Reproduce all the entries below word for word, but leave the picture out of your copy.

(MATERIAL FOR THE TASK)
----
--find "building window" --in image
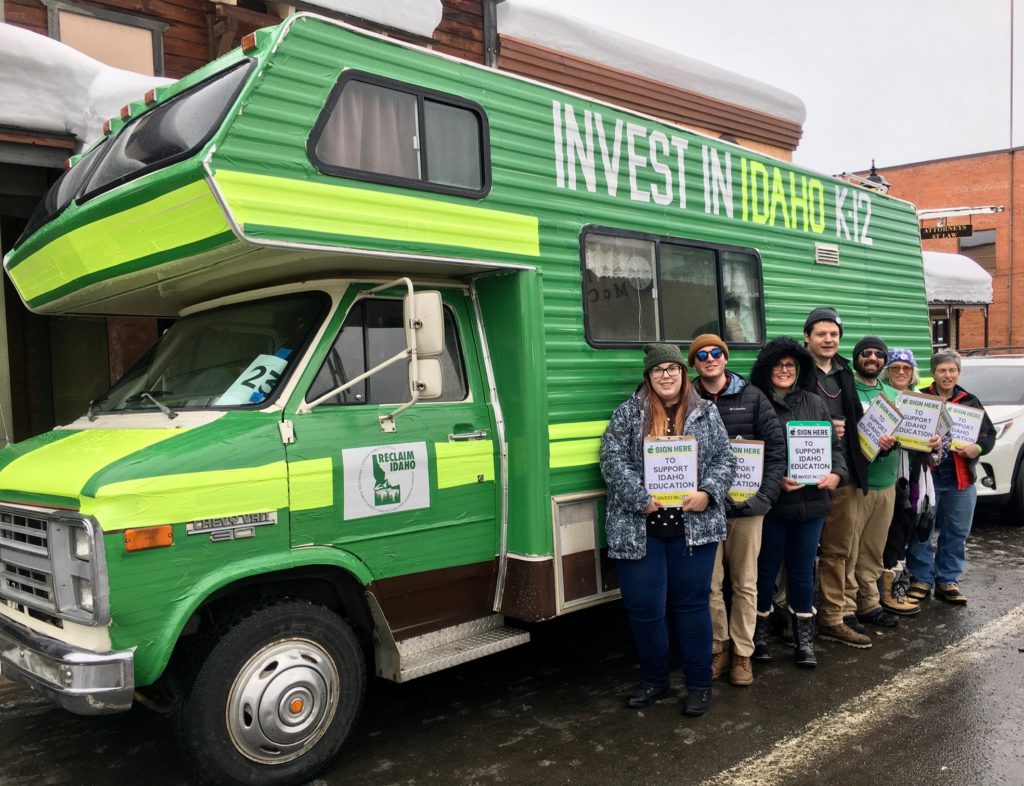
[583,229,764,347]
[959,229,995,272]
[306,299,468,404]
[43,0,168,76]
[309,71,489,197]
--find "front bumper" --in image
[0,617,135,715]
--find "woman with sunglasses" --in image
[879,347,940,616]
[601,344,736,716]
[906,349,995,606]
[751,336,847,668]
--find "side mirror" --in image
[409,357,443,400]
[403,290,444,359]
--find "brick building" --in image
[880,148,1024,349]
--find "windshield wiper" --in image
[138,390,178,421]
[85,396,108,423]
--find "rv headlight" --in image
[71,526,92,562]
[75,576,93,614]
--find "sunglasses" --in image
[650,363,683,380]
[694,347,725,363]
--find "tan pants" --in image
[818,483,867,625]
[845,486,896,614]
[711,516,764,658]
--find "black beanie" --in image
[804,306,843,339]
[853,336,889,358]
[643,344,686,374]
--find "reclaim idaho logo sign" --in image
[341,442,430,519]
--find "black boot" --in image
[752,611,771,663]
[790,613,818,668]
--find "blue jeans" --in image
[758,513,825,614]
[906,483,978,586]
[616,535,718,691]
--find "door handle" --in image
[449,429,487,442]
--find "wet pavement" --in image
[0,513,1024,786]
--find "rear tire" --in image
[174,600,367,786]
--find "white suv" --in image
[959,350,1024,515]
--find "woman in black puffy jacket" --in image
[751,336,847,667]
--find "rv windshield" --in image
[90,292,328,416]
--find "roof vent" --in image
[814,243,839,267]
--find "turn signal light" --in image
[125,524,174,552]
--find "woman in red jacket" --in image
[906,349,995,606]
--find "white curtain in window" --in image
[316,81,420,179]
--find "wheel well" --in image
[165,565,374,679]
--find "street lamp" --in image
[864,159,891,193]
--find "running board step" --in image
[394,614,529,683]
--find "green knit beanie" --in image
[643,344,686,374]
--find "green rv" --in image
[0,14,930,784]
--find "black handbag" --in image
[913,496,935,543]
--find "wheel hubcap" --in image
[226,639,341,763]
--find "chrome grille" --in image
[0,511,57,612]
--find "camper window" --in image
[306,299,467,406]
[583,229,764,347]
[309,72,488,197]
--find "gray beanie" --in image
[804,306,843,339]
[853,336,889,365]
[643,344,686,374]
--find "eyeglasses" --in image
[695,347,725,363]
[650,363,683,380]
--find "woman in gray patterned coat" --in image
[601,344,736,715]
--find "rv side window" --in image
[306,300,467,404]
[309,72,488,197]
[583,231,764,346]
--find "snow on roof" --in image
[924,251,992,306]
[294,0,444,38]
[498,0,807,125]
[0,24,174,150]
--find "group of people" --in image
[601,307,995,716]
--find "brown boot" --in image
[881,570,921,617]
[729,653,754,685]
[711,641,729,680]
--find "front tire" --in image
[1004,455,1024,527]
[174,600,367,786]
----
(REPLY)
--find "building window" --in image
[583,229,764,347]
[959,229,995,272]
[306,299,468,404]
[43,0,168,76]
[309,71,489,197]
--find "front bumper" --in image
[0,617,135,715]
--find "woman with sunglasses" --in image
[879,347,940,616]
[601,344,736,716]
[906,349,995,606]
[751,336,847,668]
--find "side mirror" --in image
[409,357,443,400]
[403,290,444,359]
--find "brick building" --in image
[880,148,1024,349]
--find "windshield wiper" --in image
[138,390,178,421]
[85,396,108,423]
--find "rv headlight" --in image
[71,526,92,562]
[75,576,93,614]
--find "sunglasses" --in image
[650,363,683,380]
[694,347,725,363]
--find "tan pants" --in image
[818,483,867,625]
[845,486,896,614]
[711,516,764,658]
--find "black beanie" --in image
[804,306,843,339]
[853,336,889,358]
[643,344,686,374]
--find "reclaim idaho logo sign" --in image
[341,442,430,519]
--find "black boot" --in image
[752,611,771,663]
[790,613,818,668]
--find "blue jeans" --in image
[758,513,825,614]
[906,483,978,586]
[616,535,718,691]
--find "door handle" --in image
[449,429,487,442]
--find "wet pavement" --in image
[0,513,1024,786]
--find "rear tire" --in image
[174,600,367,786]
--find "white suv" --in image
[959,350,1024,515]
--find "woman in black puffy jacket" --in image
[751,336,847,667]
--find "rv windshield" --in image
[90,292,328,416]
--find "roof vent" --in image
[814,243,839,267]
--find "turn signal light" --in image
[125,524,174,552]
--find "woman in red jacket" --in image
[906,349,995,606]
--find "white curtain in window" --in image
[316,81,420,179]
--find "wheel well" --in image
[165,565,374,679]
--find "street lamp" --in image
[864,159,891,193]
--find "running board step" --in image
[394,614,529,683]
--find "green knit beanie" --in image
[643,344,686,374]
--find "green rv" --in image
[0,14,930,784]
--find "black handbag" --in image
[913,496,935,543]
--find "wheel hubcap" --in image
[226,639,341,763]
--find "chrome grille" --in image
[0,511,57,612]
--find "camper window" --in image
[306,299,467,406]
[583,229,764,347]
[309,72,488,197]
--find "gray beanie" --in image
[804,306,843,339]
[853,336,889,365]
[643,344,686,374]
--find "eyeglasses" --in image
[695,347,725,363]
[650,363,683,380]
--find "woman in gray patterned coat" --in image
[601,344,736,715]
--find "rv side window" --in image
[306,300,467,404]
[309,72,488,197]
[583,231,764,346]
--find "snow on roof" --in image
[924,251,992,306]
[294,0,444,38]
[498,0,807,125]
[0,24,174,150]
--find "group of people" --in image
[601,307,995,716]
--find "brown boot" --in image
[881,570,921,617]
[729,653,754,685]
[711,641,729,680]
--find "front tire" --in image
[1004,455,1024,527]
[174,600,367,786]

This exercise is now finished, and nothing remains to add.